Excerpted passage »
******
I stopped writing, I fell out of love with sports and I just had no direction, just miserably circling the drain.
The Spurs brought me back. PtR brought me back. I'm writing again and I've found that it makes me... well happy isn't the word, but not sad so much. Really it makes me feel productive in a sense and it's just something I feel I'm not bad at and that I can improve at with time and effort.
Don't get me wrong, I don't at all think I'm good. And this isn't like false humility or blowing smoke anywhere. I've been around enough pro writers to know I'm never going to be the Manu Ginobili of sportswriting. I just don't have the talent and I sure as heck don't have the networking and social skills (which are, trust me, are close to 99 percent of the job, the writing is the easy part).
******
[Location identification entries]
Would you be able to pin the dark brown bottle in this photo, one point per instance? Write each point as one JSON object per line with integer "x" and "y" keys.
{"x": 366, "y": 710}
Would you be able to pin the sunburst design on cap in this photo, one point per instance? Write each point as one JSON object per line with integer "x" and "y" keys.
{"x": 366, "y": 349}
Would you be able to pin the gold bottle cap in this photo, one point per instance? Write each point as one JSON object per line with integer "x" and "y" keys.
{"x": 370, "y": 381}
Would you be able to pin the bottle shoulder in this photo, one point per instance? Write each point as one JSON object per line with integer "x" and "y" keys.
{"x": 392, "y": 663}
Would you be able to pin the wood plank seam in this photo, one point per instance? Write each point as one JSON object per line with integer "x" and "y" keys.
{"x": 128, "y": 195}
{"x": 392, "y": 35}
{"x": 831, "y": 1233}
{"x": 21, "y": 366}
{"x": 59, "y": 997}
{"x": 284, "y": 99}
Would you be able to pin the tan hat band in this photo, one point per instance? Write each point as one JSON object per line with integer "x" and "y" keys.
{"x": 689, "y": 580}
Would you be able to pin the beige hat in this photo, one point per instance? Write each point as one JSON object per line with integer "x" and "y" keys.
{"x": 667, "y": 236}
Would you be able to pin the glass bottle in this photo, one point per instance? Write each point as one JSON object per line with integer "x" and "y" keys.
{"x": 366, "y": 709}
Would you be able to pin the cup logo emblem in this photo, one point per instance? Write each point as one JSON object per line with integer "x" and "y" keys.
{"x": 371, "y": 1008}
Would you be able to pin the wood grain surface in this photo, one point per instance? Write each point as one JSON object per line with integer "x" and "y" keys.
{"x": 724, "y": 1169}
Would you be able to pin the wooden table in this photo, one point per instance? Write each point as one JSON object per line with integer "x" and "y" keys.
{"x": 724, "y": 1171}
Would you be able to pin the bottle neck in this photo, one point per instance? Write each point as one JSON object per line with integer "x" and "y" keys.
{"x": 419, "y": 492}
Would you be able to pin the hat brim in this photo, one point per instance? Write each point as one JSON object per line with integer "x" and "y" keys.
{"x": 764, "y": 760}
******
What to do »
(a) Pick out and copy every line of the records that contains the word "bottle". Case counts.
(b) Go on with the passage about returning to writing through the Spurs, starting right after its last sentence.

Answers for this exercise »
(a)
Would you be able to pin the dark brown bottle in this photo, one point per instance? Write each point as one JSON object per line with integer "x" and "y" keys.
Would you be able to pin the gold bottle cap in this photo, one point per instance? Write each point as one JSON object per line with integer "x" and "y" keys.
Would you be able to pin the bottle shoulder in this photo, one point per instance? Write each point as one JSON object per line with integer "x" and "y" keys.
Would you be able to pin the glass bottle in this photo, one point per instance? Write each point as one JSON object per line with integer "x" and "y" keys.
Would you be able to pin the bottle neck in this photo, one point per instance? Write each point as one JSON object per line with integer "x" and "y" keys.

(b)
The point is that now I've realized it's not about the money or recognition. No one should ever write, should never do anything, for those reasons. For a while I lost that perspective, and it cost me valuable years of my life and opportunities I'll never get back.
My priorities are different now.
I'm going to write frequently in the off-season and I'll do so because it makes me not sad so much. I hope you all stick around. And I need to thank JRW for encouraging me, for showing me it's possible to be decent and entertaining and still be me without swearing up a storm or writing about boobs.
(By September I'll probably be swearing up a storm and writing about boobs.)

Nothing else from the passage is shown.